**Work to be completed:** Show each line in the entries below that contains the string "picture". Case matters.

— start Raw data —

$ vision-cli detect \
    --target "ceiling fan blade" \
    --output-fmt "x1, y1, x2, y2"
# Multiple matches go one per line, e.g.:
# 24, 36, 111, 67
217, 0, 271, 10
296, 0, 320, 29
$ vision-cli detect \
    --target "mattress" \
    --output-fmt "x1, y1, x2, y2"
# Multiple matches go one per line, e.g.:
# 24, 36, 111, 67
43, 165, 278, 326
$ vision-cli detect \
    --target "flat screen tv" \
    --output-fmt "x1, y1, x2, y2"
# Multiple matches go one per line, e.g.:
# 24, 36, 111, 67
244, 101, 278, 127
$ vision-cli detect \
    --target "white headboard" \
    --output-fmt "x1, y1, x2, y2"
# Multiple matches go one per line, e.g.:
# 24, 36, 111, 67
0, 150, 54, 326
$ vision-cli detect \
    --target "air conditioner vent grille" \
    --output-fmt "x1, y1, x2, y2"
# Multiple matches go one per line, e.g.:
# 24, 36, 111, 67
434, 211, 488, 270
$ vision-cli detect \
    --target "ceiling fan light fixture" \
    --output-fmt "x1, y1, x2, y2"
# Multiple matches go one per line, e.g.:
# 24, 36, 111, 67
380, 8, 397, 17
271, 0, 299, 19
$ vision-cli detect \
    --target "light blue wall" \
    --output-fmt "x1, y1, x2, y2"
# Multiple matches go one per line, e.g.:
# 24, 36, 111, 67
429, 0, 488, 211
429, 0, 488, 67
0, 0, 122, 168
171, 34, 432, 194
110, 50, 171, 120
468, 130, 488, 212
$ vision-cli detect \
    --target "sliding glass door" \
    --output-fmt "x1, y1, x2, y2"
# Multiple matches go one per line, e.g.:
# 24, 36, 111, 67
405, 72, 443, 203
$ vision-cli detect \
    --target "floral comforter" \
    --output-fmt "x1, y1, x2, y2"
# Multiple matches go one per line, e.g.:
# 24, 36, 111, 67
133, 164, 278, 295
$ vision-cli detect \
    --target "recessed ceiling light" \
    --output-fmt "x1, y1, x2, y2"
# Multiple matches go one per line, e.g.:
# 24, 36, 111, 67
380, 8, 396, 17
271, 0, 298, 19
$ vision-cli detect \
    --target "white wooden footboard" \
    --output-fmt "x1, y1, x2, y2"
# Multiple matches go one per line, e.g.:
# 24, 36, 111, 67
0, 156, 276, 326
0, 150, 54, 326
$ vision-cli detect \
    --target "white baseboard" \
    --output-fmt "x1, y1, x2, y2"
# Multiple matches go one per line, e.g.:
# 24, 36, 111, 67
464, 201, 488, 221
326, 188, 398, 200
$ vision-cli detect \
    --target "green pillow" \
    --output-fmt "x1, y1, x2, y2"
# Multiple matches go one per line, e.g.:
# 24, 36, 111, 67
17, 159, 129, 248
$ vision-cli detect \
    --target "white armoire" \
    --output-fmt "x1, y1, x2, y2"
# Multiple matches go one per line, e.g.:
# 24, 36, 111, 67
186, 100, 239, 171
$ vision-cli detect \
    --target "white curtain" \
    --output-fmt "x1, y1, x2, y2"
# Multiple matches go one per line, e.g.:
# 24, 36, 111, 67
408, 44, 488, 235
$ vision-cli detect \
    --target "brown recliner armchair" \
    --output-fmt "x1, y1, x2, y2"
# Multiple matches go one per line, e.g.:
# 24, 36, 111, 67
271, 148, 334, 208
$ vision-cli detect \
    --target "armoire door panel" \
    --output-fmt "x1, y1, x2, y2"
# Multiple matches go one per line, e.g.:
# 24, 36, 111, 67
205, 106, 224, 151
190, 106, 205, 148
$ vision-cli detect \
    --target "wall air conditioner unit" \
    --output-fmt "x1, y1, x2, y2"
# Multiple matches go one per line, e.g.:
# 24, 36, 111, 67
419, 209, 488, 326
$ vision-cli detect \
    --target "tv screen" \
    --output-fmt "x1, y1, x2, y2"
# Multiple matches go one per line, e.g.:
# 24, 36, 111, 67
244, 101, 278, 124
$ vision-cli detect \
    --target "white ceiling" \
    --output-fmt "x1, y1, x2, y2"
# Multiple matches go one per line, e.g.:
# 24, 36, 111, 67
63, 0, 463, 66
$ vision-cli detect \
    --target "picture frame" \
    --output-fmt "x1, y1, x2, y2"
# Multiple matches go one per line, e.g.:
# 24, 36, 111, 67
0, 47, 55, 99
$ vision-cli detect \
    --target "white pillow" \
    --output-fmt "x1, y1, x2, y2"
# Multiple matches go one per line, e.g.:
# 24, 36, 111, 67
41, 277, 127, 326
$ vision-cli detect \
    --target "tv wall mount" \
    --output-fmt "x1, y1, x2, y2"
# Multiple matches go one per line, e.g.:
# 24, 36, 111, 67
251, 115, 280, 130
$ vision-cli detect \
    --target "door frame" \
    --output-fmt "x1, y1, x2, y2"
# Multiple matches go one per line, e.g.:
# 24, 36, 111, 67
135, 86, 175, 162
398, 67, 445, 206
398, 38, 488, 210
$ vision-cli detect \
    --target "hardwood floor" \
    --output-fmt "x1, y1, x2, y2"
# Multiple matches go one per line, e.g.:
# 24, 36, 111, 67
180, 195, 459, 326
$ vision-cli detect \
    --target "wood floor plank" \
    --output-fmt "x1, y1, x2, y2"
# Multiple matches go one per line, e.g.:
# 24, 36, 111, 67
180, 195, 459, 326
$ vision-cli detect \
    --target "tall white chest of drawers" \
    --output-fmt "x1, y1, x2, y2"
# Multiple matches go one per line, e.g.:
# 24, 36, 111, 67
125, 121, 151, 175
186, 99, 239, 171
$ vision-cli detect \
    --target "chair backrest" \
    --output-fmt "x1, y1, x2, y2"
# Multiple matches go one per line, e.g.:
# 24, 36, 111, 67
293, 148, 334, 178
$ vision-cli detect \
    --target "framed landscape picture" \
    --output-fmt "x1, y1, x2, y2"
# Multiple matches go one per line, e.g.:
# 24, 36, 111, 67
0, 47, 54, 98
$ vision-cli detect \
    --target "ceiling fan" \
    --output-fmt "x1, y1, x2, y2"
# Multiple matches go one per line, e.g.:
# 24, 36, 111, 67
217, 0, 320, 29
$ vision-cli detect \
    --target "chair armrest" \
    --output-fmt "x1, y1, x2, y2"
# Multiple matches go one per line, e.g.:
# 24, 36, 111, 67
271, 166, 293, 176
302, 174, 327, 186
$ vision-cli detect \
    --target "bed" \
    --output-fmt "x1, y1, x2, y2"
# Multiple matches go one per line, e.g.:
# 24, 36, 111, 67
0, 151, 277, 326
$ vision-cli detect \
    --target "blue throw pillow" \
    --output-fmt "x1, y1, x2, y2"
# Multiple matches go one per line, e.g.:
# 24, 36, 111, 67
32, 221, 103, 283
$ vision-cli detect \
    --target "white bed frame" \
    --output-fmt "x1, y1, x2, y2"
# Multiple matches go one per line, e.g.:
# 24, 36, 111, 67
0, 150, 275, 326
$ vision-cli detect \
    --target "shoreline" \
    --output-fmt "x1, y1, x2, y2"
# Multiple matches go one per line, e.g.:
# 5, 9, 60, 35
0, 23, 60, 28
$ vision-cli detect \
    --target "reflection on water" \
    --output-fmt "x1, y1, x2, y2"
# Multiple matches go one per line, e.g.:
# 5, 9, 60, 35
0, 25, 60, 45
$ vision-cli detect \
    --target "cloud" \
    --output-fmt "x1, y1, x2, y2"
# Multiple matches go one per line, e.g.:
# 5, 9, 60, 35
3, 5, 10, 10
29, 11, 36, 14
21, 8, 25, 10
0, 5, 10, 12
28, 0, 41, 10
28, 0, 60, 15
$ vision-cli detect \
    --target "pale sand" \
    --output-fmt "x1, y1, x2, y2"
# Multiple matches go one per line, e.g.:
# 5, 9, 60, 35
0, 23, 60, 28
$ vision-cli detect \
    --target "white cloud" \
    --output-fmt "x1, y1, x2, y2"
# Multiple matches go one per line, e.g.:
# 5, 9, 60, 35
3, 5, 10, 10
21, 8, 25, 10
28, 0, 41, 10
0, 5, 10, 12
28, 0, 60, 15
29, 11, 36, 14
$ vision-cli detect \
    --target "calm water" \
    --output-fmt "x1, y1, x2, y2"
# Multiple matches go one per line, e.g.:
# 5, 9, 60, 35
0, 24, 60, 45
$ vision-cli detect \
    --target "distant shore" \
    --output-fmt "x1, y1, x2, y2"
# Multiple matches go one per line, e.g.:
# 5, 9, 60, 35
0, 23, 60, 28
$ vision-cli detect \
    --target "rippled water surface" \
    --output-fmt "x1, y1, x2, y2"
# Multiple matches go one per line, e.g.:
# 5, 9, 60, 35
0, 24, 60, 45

— end Raw data —

**Written answer:**
    --target "picture frame" \
    --target "framed landscape picture" \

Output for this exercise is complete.